__Requirement__.
Reproduce the material word for word. Start at the line that contains "Practice step: find the white rugby" and continue through the final line of the material.

──────── Dataset content ────────

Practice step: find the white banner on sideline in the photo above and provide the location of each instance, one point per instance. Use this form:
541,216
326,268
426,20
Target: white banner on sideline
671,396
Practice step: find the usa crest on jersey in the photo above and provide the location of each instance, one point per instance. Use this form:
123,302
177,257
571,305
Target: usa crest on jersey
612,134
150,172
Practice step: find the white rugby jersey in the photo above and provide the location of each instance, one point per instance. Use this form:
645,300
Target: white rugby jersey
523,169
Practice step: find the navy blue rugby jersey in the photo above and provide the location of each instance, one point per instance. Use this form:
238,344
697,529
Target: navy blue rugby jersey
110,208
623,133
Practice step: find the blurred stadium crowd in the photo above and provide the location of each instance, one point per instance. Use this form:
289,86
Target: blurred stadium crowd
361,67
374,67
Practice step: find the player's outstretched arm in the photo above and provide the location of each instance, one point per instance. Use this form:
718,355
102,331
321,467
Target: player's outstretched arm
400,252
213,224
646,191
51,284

────────

__Solution to this problem__.
Practice step: find the white rugby jersey in the photo above and provide the location of each instance, one point per instance. Use this form:
645,300
Target: white rugby jersey
523,169
Practice step: find the navy blue rugby jersey in the photo above and provide the location of each instance, one point per instance. Use this form:
238,344
697,529
Target: navy blue rugby jersey
110,208
623,133
Practice step: find the blurred stadium crowd in the photo above and provide the location of each instance, one point per instance. Use this form:
289,86
Target: blurred stadium crowd
361,67
374,67
Practice step: find the player's outstretched arm in the photo above and provide the location of each instance, one point per instance. Use this form:
718,355
102,331
321,467
Target: player's outstretched arm
400,252
213,224
646,191
51,284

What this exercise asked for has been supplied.